=== YOUR OBJECTIVE ===
Nothing should be left out: output all of the entries exactly.
## START DATASET
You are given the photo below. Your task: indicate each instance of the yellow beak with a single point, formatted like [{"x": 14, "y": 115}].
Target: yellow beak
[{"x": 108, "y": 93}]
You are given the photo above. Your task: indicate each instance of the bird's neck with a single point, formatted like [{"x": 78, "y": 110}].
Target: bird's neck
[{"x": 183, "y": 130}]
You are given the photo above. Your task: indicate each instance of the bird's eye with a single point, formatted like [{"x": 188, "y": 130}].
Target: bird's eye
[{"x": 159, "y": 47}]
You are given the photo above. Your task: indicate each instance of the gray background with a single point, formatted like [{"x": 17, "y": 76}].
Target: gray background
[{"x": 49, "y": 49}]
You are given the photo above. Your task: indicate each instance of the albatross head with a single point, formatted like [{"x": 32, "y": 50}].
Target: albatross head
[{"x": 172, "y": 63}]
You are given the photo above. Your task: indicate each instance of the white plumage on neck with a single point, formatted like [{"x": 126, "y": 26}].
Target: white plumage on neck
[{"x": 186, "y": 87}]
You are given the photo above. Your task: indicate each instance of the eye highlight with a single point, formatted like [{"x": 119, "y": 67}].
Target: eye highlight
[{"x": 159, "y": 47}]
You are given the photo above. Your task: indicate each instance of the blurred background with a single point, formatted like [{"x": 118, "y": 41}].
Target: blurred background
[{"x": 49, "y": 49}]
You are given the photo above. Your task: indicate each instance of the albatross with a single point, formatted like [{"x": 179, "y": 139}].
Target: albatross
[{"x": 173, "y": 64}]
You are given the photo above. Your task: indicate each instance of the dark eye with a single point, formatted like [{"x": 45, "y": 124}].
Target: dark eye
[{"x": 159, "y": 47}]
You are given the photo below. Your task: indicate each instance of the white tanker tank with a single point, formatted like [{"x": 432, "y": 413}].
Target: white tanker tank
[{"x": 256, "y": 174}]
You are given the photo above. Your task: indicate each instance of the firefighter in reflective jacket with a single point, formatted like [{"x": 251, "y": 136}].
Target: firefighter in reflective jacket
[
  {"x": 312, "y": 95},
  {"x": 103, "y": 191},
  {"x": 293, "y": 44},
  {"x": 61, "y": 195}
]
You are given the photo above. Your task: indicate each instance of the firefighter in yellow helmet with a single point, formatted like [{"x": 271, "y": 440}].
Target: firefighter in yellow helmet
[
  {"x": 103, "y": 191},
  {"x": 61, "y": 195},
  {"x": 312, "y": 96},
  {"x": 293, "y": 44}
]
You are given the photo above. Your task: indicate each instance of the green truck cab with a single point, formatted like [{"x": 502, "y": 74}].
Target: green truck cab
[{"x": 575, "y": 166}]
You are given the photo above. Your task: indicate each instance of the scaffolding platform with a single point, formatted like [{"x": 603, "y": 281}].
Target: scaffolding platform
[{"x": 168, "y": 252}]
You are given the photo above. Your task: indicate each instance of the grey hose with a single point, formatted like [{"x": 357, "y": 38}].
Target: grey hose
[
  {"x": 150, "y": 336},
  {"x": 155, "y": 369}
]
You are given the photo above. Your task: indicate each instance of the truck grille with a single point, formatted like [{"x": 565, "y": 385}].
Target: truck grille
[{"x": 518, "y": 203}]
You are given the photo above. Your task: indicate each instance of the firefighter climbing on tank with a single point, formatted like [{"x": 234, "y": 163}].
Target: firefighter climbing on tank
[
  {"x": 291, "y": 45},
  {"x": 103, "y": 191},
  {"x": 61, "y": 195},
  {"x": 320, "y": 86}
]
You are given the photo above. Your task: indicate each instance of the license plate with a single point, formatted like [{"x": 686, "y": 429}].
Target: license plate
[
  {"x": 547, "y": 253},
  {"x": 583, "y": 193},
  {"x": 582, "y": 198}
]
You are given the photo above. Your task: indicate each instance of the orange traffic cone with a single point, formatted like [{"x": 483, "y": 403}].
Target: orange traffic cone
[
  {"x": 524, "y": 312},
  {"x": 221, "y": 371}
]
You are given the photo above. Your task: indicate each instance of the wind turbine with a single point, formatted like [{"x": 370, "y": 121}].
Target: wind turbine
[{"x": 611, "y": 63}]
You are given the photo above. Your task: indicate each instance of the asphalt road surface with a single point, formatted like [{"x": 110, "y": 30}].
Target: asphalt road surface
## END DATASET
=== ANSWER TO THIS EXERCISE ===
You are given the photo below. Your task: indicate each instance of the yellow beak with a single point, formatted like [{"x": 14, "y": 115}].
Target: yellow beak
[{"x": 108, "y": 93}]
You are given the photo above. Your task: indicate each instance of the bird's neck with a single point, formatted like [{"x": 78, "y": 110}].
Target: bird's neck
[{"x": 183, "y": 130}]
You are given the photo above. Your task: indicate each instance of the bird's eye with a single point, formatted like [{"x": 188, "y": 130}].
Target: bird's eye
[{"x": 159, "y": 47}]
You are given the photo above. Your task: indicate each instance of the gray background with a single point, formatted like [{"x": 17, "y": 76}].
Target: gray background
[{"x": 49, "y": 49}]
You are given the photo above. Your task: indicate each instance of the albatross head with a single point, formatted like [{"x": 32, "y": 50}].
Target: albatross head
[{"x": 172, "y": 63}]
You are given the photo above. Your task: indicate each instance of the white plumage on neck with a single point, formatted like [{"x": 126, "y": 26}].
Target: white plumage on neck
[{"x": 186, "y": 87}]
You are given the photo above. Your task: indicate each instance of the eye highlight with a single point, formatted like [{"x": 119, "y": 67}].
Target: eye highlight
[{"x": 159, "y": 47}]
You are given the photo above. Your task: indicate each instance of the blurred background with a single point, formatted like [{"x": 118, "y": 41}].
Target: blurred background
[{"x": 49, "y": 49}]
You are given the photo above. Your task: indicate each instance of the albatross with a single point, formatted like [{"x": 179, "y": 139}].
Target: albatross
[{"x": 173, "y": 64}]
You are given the photo above. Your task: indicate each instance of the dark eye with a single point, formatted like [{"x": 45, "y": 124}].
Target: dark eye
[{"x": 159, "y": 47}]
You are given the photo below. Your task: indicate each instance of the white tanker tank with a single point, formatted like [{"x": 432, "y": 413}].
Target: white tanker tank
[{"x": 256, "y": 174}]
You are given the photo above. Your task: indicate each instance of the firefighter in reflective jacket with a single point, formatted like [{"x": 251, "y": 136}].
Target: firefighter in reflective jacket
[
  {"x": 312, "y": 95},
  {"x": 103, "y": 191},
  {"x": 293, "y": 44},
  {"x": 61, "y": 195}
]
You are given the photo above. Your task: indicate each instance of the firefighter in yellow helmet with a single point, formatted like [{"x": 271, "y": 440}].
Target: firefighter in yellow helmet
[
  {"x": 103, "y": 191},
  {"x": 61, "y": 195},
  {"x": 312, "y": 96},
  {"x": 293, "y": 44}
]
You are given the photo above. Your task: indicate each instance of the green truck cab with a single point, formatted like [{"x": 502, "y": 74}].
Target: green truck cab
[{"x": 575, "y": 166}]
You are given the photo above. Your task: indicate each instance of the scaffolding platform with a single point, formatted like [{"x": 603, "y": 281}].
Target: scaffolding platform
[{"x": 168, "y": 252}]
You are given the photo above. Your task: indicate each instance of the grey hose with a single point, formatted like [{"x": 357, "y": 38}].
Target: grey hose
[
  {"x": 150, "y": 336},
  {"x": 155, "y": 369}
]
You are given the photo above. Your task: indicate each instance of the truck grille with a single point, formatted like [{"x": 565, "y": 385}].
Target: truck grille
[{"x": 518, "y": 203}]
You are given the photo above. Your task: indicate each instance of the firefighter climbing on tank with a single point, formatted like [{"x": 234, "y": 163}].
Target: firefighter climbing on tank
[
  {"x": 291, "y": 45},
  {"x": 103, "y": 191},
  {"x": 61, "y": 195},
  {"x": 320, "y": 86}
]
You are given the photo above. Your task: indicate each instance of the license plate with a single point, formatted like [{"x": 686, "y": 429}].
Target: license plate
[
  {"x": 547, "y": 253},
  {"x": 583, "y": 193},
  {"x": 582, "y": 198}
]
You are given the photo above. Your task: indicate each instance of the orange traffic cone with a single point, formatted like [{"x": 483, "y": 403}].
Target: orange traffic cone
[
  {"x": 524, "y": 312},
  {"x": 221, "y": 371}
]
You are given the photo above. Your task: indicate each instance of the wind turbine with a single point, formatted like [{"x": 370, "y": 121}].
Target: wind turbine
[{"x": 611, "y": 63}]
You are given the photo above. Your task: indicate each instance of the asphalt road surface with a single point, formatted like [{"x": 110, "y": 30}].
Target: asphalt road surface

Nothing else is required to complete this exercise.